#### Rows:
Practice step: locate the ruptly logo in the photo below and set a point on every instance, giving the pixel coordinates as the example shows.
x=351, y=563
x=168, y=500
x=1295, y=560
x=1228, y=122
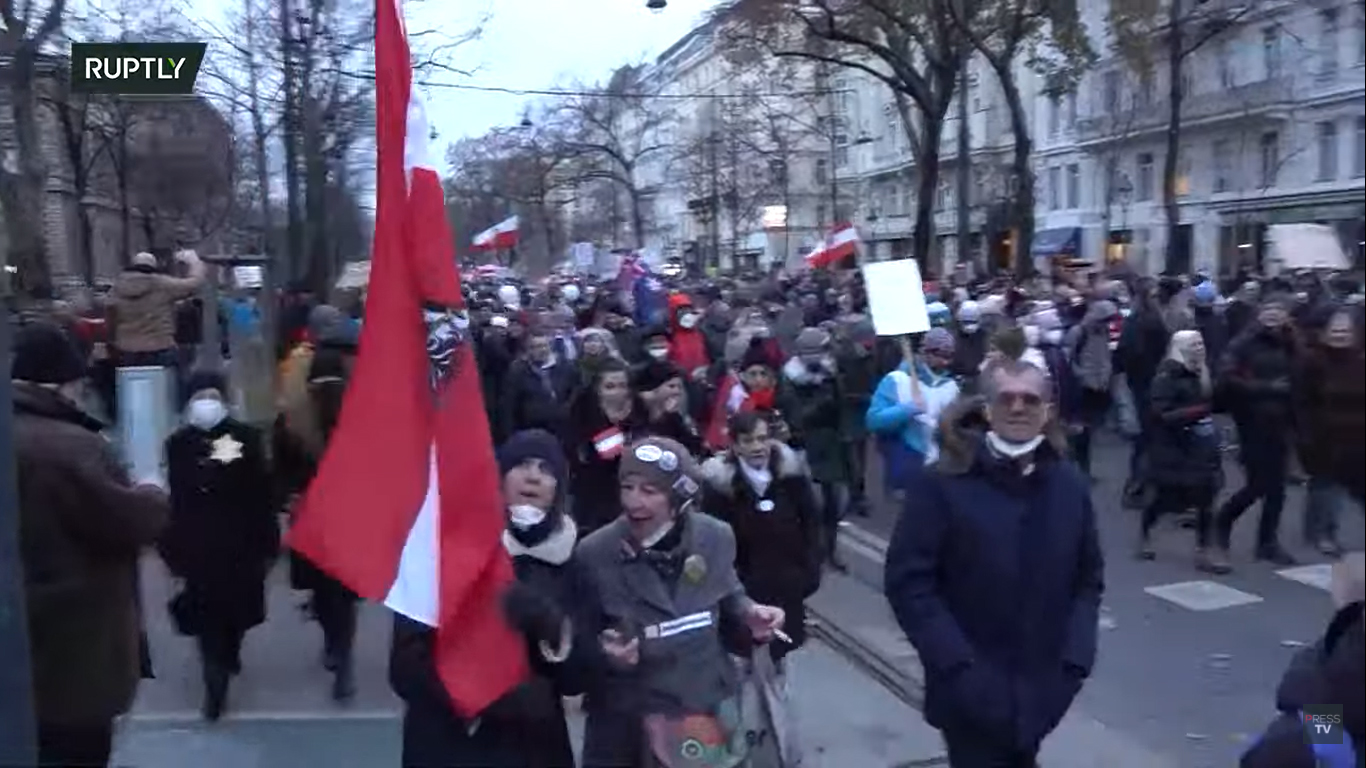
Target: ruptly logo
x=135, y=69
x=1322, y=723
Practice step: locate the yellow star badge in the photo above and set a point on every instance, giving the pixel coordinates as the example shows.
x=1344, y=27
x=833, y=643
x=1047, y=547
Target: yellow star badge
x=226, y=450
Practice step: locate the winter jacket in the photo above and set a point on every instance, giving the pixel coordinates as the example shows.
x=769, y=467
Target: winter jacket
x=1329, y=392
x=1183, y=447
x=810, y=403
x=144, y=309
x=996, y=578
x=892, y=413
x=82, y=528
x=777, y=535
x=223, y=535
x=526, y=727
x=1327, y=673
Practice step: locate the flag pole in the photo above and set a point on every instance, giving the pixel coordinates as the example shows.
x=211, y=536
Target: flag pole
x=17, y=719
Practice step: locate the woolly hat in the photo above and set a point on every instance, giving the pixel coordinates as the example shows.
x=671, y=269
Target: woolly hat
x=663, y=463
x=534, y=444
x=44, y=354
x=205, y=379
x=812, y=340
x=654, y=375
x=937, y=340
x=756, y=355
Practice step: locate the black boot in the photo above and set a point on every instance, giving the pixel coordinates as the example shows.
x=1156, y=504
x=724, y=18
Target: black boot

...

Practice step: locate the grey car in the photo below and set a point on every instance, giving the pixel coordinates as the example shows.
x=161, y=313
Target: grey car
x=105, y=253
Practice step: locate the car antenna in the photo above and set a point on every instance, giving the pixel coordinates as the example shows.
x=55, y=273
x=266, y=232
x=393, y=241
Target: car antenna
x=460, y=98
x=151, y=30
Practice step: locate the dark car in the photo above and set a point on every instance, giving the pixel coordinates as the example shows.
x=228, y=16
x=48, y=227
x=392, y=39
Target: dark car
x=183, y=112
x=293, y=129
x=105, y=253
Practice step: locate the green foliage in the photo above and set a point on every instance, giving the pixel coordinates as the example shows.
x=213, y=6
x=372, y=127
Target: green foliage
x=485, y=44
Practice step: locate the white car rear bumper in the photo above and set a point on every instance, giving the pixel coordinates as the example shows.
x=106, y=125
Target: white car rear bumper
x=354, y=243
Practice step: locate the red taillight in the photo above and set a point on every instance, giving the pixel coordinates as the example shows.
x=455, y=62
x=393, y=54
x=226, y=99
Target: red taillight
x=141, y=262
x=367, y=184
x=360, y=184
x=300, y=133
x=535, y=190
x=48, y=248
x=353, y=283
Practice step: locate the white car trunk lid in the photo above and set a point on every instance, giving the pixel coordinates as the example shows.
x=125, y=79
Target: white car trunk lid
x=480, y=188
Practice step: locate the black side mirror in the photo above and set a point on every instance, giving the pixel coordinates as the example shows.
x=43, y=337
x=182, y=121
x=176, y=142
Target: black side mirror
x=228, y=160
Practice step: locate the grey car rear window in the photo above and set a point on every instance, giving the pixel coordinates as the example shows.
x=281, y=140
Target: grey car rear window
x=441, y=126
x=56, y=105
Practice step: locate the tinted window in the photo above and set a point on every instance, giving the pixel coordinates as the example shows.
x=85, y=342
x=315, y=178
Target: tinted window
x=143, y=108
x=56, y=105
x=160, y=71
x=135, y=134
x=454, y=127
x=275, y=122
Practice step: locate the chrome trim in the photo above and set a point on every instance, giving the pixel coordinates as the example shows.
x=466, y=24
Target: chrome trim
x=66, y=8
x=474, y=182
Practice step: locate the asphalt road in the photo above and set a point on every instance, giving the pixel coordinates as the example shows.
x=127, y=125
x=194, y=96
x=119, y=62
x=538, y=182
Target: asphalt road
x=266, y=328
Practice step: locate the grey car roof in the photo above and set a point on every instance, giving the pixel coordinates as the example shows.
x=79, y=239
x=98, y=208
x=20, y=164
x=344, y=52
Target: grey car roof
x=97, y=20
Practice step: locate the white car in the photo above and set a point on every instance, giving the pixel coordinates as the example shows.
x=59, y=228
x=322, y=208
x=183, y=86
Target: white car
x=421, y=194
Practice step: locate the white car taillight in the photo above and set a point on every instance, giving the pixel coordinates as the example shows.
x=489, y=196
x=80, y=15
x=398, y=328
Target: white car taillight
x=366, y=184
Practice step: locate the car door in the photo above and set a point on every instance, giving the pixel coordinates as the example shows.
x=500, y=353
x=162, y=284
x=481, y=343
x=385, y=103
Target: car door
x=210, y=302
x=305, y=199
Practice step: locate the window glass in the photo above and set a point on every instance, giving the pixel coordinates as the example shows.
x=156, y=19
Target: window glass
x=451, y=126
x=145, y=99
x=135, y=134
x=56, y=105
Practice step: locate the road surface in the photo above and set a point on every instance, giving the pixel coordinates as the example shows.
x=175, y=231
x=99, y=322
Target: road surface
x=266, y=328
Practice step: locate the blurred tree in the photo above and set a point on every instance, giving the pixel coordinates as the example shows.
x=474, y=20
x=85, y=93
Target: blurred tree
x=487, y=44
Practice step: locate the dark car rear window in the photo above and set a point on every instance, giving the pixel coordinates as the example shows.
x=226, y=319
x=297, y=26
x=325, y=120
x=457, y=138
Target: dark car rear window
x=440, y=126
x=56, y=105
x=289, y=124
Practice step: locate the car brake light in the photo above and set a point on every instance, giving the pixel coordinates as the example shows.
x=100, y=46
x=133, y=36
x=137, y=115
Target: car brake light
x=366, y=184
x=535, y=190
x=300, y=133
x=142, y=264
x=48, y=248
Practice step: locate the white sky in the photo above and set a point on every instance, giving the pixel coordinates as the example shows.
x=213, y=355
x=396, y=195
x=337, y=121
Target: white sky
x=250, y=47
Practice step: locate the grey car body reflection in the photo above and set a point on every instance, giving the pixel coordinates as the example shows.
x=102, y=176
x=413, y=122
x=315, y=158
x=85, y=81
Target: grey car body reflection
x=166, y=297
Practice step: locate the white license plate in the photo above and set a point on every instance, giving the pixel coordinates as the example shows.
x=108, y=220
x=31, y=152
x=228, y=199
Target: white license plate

#### The task:
Show every line of the entries above that contains the word "black", copying each one in full.

#### Solution below:
Practice step: locate the black boot in the photo above and set a point on every instance, giving the pixel coordinates as the example shows.
Target: black boot
Practice step: locate the black side mirror in the photo above and set a point on every instance, giving the pixel coordinates as the example shows.
Target: black side mirror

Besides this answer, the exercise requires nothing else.